[Phrase grounding data]
########################################
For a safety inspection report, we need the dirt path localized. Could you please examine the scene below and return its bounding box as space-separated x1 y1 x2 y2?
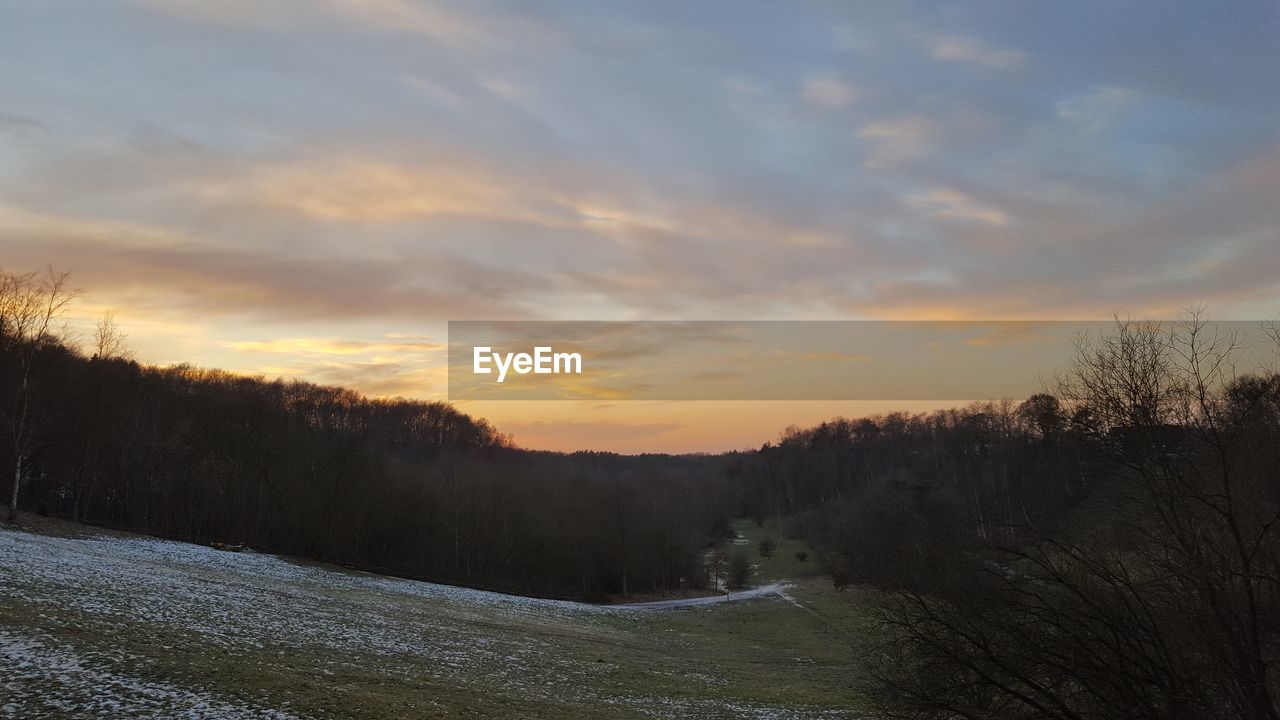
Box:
609 582 790 610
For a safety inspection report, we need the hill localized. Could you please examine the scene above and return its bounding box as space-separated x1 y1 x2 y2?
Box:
0 519 874 719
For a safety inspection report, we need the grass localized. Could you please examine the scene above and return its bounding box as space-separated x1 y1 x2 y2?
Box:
652 577 883 706
1 515 881 719
731 517 828 584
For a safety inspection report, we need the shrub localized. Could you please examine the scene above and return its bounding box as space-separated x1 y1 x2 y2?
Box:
758 536 776 557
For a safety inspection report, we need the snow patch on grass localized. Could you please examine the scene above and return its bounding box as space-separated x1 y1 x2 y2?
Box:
0 628 295 719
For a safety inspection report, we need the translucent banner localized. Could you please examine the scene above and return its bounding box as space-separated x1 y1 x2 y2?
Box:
447 320 1276 401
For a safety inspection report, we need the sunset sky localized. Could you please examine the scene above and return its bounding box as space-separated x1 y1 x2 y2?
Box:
2 1 1278 452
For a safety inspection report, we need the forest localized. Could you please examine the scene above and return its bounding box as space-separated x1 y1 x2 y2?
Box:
4 266 1280 718
0 269 737 600
742 319 1280 719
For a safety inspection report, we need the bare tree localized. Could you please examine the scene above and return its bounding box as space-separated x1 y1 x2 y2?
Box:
870 314 1280 720
0 267 76 523
92 312 132 361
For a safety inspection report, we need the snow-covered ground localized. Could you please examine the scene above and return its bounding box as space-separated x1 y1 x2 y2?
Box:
0 527 852 719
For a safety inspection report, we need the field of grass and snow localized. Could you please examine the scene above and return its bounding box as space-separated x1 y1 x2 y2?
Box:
0 520 874 719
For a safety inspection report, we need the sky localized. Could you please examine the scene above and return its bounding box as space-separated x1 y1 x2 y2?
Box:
1 1 1278 452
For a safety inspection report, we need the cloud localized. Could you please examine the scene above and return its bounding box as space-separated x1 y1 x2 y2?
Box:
478 76 537 101
831 26 879 54
1056 87 1136 132
830 144 1280 319
0 112 45 133
302 361 445 399
689 370 742 382
220 333 449 398
127 0 552 49
798 352 873 362
906 188 1009 226
921 33 1026 70
801 77 858 108
402 76 467 107
0 204 548 322
857 115 941 168
196 160 564 225
226 336 443 356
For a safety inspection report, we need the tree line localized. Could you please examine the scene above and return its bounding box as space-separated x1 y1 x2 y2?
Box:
0 267 735 600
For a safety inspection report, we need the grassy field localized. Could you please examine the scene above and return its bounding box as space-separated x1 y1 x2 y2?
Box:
0 516 878 719
730 518 828 584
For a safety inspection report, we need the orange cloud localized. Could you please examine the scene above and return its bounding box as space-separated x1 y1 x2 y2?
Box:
226 336 443 356
196 160 563 225
799 351 873 362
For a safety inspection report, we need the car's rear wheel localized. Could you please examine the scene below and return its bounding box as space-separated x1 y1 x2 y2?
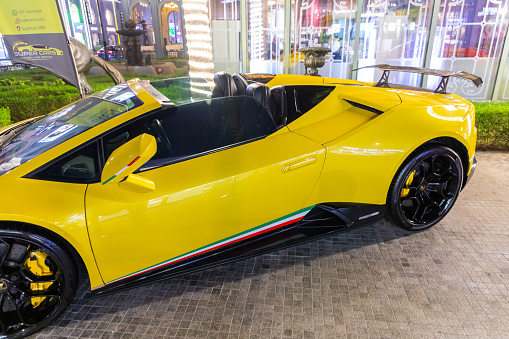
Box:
387 146 463 231
0 228 78 338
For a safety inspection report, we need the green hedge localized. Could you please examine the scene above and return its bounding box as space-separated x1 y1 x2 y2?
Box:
0 68 189 122
0 107 12 127
473 102 509 150
0 78 77 121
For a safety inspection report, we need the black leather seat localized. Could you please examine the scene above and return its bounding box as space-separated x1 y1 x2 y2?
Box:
246 83 272 117
211 72 238 98
232 73 250 96
269 86 287 127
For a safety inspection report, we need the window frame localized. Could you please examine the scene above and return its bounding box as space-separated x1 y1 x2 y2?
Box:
25 95 279 183
24 139 103 184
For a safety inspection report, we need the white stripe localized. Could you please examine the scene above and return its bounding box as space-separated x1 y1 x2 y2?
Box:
115 165 130 177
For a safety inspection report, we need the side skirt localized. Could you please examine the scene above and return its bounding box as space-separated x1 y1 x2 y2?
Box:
91 203 385 296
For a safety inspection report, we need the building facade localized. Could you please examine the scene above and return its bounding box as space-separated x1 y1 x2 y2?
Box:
1 0 509 101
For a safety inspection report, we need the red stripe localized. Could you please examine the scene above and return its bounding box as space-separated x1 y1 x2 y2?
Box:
102 215 304 286
127 156 141 167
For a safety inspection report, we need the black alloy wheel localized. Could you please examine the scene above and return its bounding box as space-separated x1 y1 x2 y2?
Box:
387 146 464 231
0 228 78 339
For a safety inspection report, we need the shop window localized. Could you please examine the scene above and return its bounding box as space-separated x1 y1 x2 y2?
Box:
106 10 114 26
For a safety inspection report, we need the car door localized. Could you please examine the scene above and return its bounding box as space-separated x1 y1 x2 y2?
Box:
85 96 326 287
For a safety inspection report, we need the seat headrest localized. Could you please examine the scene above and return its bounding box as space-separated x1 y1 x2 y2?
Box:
212 72 237 98
246 83 271 114
232 74 250 96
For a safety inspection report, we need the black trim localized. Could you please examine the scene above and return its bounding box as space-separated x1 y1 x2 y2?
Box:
463 156 477 189
91 203 385 296
344 99 384 115
137 135 268 172
24 140 102 184
355 64 483 94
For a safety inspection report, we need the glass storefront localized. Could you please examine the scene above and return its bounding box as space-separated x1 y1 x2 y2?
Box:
0 35 10 66
132 2 155 48
2 0 509 101
248 0 286 74
161 2 183 51
291 0 357 79
210 0 242 73
356 0 434 87
427 0 509 100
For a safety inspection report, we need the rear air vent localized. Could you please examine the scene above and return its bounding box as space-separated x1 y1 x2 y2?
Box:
344 99 383 115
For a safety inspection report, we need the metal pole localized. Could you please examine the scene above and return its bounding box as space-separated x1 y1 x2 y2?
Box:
283 0 291 74
420 0 441 88
351 0 363 80
95 0 110 61
240 0 249 73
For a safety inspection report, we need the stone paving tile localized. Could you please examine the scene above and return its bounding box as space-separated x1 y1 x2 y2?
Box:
31 151 509 339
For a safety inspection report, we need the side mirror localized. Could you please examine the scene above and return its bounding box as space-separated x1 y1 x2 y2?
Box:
101 133 157 192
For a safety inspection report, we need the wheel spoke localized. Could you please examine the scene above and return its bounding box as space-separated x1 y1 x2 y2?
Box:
0 294 7 334
426 182 445 196
409 197 423 222
0 240 9 268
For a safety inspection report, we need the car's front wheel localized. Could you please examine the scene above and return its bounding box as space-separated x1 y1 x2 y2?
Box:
387 146 464 231
0 227 78 338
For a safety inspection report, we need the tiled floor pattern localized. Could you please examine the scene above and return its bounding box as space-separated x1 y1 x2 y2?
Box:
33 151 509 338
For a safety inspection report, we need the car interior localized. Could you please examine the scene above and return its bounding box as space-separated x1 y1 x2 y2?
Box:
210 72 334 128
30 73 334 183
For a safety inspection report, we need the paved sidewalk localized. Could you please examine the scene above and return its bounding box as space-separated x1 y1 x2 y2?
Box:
34 151 509 339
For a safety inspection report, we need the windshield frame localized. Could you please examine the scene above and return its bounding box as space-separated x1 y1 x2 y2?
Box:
0 85 143 177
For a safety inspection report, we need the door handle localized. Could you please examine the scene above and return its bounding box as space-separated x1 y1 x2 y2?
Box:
282 157 317 173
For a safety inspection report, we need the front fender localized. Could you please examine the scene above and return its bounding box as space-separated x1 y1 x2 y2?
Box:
0 178 103 288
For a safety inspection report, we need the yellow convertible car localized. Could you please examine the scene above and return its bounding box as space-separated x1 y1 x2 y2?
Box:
0 65 480 338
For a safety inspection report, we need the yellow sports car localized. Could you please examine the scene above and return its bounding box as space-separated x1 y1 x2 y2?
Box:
0 65 480 338
16 44 64 55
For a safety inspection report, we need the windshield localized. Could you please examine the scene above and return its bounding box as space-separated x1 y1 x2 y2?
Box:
0 84 143 176
149 77 212 105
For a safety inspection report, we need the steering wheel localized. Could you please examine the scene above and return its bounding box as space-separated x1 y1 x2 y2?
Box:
151 119 174 156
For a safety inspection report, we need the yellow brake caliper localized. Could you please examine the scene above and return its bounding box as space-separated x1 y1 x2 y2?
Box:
401 170 416 198
23 251 54 308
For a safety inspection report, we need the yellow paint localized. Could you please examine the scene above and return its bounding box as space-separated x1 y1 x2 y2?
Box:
102 134 157 185
0 76 476 290
24 251 52 276
31 297 47 308
30 282 54 293
0 1 64 35
401 170 416 198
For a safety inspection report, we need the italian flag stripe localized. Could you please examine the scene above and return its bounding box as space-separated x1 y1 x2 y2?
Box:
102 156 141 185
92 205 315 290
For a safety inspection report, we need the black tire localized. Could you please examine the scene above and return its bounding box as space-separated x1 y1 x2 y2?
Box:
387 146 463 231
0 227 78 338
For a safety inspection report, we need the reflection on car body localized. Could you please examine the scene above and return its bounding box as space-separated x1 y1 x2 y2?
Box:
0 69 479 338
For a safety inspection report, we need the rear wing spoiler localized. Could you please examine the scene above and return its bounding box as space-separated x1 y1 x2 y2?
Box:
354 64 483 94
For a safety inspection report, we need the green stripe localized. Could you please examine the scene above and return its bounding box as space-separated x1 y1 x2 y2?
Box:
102 175 116 185
102 205 315 285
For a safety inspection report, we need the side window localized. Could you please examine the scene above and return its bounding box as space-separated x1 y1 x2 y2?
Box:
160 96 277 159
102 96 277 170
286 86 334 124
29 142 100 183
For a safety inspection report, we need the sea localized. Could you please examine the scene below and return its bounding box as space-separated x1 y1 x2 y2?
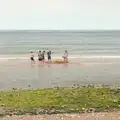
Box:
0 30 120 59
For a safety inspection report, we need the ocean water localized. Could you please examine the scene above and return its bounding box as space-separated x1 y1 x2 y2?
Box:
0 30 120 59
0 30 120 90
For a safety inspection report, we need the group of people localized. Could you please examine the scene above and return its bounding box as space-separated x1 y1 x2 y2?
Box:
30 50 68 63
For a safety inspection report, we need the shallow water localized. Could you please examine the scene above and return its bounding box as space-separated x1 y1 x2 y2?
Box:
0 58 120 90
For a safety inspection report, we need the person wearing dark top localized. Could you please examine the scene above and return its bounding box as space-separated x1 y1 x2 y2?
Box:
38 51 42 61
47 51 51 61
42 51 45 61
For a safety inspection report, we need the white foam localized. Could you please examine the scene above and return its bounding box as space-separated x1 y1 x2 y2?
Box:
76 55 120 59
0 55 120 61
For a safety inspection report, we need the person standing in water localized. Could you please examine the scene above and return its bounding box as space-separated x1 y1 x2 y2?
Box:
30 51 35 64
63 50 68 61
38 50 42 62
47 51 52 61
42 51 45 62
########################################
**Aim of the exercise:**
Report each line in the preceding entries that holds the string "seat".

**Task answer:**
For a safety inspection report, we need the black leather seat localized. Could you please examine the scene above and return its bounding box as space-separated x1 y1 x2 y2?
For a safety inspection report, we need the seat headrest localized. Could you please examine the scene above and return its bounding box as space-separated x1 y1 x2 y2?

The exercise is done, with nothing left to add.